(Collected data entries)
__________
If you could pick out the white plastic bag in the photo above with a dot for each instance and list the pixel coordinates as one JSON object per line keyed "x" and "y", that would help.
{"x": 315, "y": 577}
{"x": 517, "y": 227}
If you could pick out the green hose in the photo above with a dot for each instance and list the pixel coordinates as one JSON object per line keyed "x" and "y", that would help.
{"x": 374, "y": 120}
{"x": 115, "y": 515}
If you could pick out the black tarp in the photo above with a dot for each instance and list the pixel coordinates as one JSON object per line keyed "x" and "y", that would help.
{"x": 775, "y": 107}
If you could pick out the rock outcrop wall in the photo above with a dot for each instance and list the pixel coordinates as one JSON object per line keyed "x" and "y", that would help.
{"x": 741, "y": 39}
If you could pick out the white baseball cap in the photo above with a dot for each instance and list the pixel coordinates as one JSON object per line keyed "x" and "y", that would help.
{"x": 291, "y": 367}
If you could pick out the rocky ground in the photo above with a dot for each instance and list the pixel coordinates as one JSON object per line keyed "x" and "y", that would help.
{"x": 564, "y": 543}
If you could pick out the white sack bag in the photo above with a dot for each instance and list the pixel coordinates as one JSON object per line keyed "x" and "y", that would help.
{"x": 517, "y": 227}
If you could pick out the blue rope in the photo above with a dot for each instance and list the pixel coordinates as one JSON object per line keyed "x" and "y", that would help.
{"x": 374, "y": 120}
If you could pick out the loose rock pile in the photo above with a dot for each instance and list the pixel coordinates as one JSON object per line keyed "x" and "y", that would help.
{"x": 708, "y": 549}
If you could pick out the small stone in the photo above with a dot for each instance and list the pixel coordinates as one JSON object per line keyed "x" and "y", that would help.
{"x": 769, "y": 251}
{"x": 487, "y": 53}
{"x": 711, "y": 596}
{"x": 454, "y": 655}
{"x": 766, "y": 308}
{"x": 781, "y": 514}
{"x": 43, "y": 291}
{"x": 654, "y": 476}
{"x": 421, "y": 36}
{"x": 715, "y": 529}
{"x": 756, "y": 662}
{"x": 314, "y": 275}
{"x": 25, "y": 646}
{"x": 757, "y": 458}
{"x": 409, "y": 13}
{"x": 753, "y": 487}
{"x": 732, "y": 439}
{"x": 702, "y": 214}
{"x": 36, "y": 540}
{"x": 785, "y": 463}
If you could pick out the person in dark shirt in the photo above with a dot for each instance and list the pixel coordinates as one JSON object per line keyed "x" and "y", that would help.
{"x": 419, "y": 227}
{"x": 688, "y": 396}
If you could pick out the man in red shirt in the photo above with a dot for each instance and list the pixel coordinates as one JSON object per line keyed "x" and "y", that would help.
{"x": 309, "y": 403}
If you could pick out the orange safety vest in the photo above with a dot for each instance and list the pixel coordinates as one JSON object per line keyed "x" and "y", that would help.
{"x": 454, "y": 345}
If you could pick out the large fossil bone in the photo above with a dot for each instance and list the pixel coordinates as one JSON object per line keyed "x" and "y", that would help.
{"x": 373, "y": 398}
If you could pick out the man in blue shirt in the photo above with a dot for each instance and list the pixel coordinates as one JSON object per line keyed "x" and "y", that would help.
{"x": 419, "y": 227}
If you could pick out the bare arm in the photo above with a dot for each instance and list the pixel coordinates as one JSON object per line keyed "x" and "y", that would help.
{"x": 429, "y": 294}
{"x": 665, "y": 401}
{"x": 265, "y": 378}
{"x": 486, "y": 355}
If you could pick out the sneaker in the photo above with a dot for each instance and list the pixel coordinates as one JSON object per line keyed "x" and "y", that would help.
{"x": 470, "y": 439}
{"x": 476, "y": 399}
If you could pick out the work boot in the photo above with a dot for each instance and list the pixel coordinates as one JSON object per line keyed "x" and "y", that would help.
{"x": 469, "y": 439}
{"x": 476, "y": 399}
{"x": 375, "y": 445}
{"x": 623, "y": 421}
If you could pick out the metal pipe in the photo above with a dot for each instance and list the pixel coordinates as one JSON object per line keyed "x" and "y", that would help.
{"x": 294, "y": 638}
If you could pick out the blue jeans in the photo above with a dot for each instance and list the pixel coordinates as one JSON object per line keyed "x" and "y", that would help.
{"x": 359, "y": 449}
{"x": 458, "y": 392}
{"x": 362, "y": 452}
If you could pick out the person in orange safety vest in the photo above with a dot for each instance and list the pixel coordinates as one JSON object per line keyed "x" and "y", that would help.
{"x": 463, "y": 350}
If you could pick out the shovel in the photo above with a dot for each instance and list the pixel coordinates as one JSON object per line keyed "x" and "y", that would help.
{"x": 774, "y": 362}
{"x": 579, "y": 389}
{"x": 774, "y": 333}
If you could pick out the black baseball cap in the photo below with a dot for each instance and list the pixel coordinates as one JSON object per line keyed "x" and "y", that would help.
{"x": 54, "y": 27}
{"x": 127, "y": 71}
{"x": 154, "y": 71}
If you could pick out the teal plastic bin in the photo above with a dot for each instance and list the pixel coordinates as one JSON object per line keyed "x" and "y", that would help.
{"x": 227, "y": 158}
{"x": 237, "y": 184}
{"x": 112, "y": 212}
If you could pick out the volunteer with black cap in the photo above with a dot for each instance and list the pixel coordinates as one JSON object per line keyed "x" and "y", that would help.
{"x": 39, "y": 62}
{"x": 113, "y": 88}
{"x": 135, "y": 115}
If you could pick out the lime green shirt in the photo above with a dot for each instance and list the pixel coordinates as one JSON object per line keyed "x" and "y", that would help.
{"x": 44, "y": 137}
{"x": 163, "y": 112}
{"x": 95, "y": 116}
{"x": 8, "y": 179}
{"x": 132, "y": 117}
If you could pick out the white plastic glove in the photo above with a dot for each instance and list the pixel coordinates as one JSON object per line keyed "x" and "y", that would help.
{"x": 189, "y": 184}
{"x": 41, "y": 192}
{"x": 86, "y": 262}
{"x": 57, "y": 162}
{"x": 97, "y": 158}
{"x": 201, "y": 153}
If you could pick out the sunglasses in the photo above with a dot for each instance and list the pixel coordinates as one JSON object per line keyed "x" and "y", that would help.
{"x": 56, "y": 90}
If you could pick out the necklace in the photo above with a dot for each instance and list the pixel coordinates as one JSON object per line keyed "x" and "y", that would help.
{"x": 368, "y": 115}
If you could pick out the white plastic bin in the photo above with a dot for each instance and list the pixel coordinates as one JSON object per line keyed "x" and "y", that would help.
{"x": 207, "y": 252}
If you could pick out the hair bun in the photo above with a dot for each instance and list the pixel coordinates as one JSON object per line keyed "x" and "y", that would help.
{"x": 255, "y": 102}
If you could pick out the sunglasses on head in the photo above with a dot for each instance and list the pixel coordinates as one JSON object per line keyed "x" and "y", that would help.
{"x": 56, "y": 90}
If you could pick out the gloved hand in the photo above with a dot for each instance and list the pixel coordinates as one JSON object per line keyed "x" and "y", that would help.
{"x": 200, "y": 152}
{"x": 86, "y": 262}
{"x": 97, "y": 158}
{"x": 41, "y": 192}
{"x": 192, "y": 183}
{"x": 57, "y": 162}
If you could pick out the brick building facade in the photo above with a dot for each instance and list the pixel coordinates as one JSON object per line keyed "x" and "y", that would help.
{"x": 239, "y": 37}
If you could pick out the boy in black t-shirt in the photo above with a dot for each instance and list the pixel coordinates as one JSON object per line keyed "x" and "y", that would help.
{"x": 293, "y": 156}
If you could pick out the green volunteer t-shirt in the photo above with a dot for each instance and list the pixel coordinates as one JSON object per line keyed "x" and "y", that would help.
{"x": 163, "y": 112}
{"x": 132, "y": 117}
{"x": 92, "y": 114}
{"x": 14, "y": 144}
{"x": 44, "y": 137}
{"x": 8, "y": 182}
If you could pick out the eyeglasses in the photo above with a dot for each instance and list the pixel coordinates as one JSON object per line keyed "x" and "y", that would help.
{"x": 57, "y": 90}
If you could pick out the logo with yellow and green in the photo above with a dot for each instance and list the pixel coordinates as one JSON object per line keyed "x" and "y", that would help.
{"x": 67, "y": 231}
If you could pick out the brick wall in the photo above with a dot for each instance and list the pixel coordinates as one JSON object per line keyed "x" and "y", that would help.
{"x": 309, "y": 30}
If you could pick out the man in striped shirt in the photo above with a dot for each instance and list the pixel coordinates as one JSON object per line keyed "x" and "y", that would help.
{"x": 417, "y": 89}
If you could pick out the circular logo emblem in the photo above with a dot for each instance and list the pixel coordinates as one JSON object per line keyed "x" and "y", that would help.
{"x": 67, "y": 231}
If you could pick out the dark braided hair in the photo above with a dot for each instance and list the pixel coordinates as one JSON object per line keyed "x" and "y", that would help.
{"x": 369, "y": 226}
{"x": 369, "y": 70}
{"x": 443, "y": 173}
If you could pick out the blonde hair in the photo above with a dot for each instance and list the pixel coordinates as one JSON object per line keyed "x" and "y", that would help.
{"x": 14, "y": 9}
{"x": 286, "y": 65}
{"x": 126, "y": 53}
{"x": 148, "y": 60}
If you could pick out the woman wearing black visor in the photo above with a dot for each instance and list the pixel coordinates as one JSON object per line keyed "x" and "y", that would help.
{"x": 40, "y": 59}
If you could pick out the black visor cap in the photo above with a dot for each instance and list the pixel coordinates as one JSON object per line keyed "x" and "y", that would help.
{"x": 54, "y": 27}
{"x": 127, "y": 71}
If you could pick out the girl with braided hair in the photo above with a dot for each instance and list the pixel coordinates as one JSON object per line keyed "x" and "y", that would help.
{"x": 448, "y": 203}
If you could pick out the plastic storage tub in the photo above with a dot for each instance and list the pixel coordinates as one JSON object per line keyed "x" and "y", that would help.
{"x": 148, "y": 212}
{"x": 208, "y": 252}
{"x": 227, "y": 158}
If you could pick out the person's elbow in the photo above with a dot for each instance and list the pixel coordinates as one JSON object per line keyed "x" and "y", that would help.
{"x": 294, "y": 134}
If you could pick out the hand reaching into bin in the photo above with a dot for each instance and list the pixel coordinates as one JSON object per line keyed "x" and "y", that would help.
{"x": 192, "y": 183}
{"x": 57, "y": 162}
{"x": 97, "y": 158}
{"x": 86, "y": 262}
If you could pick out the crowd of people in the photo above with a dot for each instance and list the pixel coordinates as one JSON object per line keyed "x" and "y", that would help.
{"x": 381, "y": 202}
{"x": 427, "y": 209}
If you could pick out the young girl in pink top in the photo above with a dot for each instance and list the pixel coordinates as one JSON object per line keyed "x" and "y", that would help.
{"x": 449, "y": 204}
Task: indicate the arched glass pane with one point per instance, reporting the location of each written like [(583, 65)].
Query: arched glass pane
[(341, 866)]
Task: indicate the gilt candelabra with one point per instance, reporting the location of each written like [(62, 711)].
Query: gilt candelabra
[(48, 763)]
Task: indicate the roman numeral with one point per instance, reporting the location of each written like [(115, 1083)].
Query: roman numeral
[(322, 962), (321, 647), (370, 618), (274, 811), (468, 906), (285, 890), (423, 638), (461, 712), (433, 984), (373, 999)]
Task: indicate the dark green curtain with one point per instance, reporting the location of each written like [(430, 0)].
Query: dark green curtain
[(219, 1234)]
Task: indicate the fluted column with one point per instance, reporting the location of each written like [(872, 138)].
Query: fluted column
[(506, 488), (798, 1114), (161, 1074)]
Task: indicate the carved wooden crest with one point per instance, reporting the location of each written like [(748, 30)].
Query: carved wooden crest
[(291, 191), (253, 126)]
__________
• Task details
What this exercise asks for is every line of the data above with the word "written".

• Solution to this task
Task: indicate the arched glass pane with one point per instance, reporting the location of each written like [(583, 65)].
Task: indicate the gilt candelabra with one point per instance, reporting the location of each written like [(62, 711)].
Task: indicate the roman numeral with one point per instance, reporting the location of each written like [(115, 1083)].
Task: indicate the dark green curtain with one point per instance, reporting the location of each written like [(430, 0)].
Task: indicate the fluted column with one point per instance, reporting the location of each written like [(872, 138)].
Task: indicate the carved wooden crest with one point per instance, reporting the location of each written like [(748, 30)].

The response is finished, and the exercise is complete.